To be sure, this is a continuation of the way Democrats have behaved since the November election. At every turn, they have talked about instituting timetables for the withdrawal of troops from Iraq regardless of the military realities; setting standards for "troop rotation" that would make impossible any sustained military operation against the jihadist enemy; and as Sen. Jim Webb has proposed, about limiting President Bush's flexibility to take military action against Iran — which is smuggling explosively formed penetrators into Iraq which are killing and maiming U.S. troops.

Sens. Hillary Rodham Clinton and John Kerry have introduced legislation requiring that the Pentagon brief Congress on contingency plans for withdrawing from Iraq — in other words, advertising American weakness and raising the specter that the United States will abandon Iraq as it did Somalia in 1993-1994, Lebanon in 1983-1984 and South Vietnam in 1975. With public-opinion polls showing that the American public has become frustrated over the situation in Iraq, many politicians see political advantage in poor-mouthing the war.

It should come as no surprise that such behavior has real-world consequences — one of which has been the emboldening of our adversaries in Tehran. On Tuesday, U.S. Ambassador to Iraq Ryan Crocker held a second round of talks with Iranian diplomats in the Green Zone in Baghdad. The meeting didn't go well. Mr. Crocker said that since the two sides held their first meeting on May 28, the situation has actually worsened. "The fact is, as we made very clear in today's talks, that over the roughly two months since our last meeting we've actually seem militia-related activity that could be attributed to Iranian support go up and not down," he said, adding that U.S. and Iranian officials had "several heated exchanges" on the issue of Iranian support for terrorism: "We are not here to prove something in a court of law. We are here to let them know we know what they are doing and it needs to stop."

◆ ◆ ◆ ◆ ◆ ◆ ◆

Task prompt
Translate this sentence from the passage on Iraq policy into Spanish: "It should come as no surprise that such behavior has real-world consequences — one of which has been the emboldening of our adversaries in Tehran."

Supplied information
◆ ◆ ◆ ◆ ◆ ◆ ◆

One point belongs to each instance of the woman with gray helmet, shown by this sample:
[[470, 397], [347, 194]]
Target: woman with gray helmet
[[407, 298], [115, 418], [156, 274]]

◆ ◆ ◆ ◆ ◆ ◆ ◆

Output for this exercise
No debería sorprender a nadie que semejante comportamiento tenga consecuencias en el mundo real, una de las cuales ha sido el envalentonamiento de nuestros adversarios en Teherán.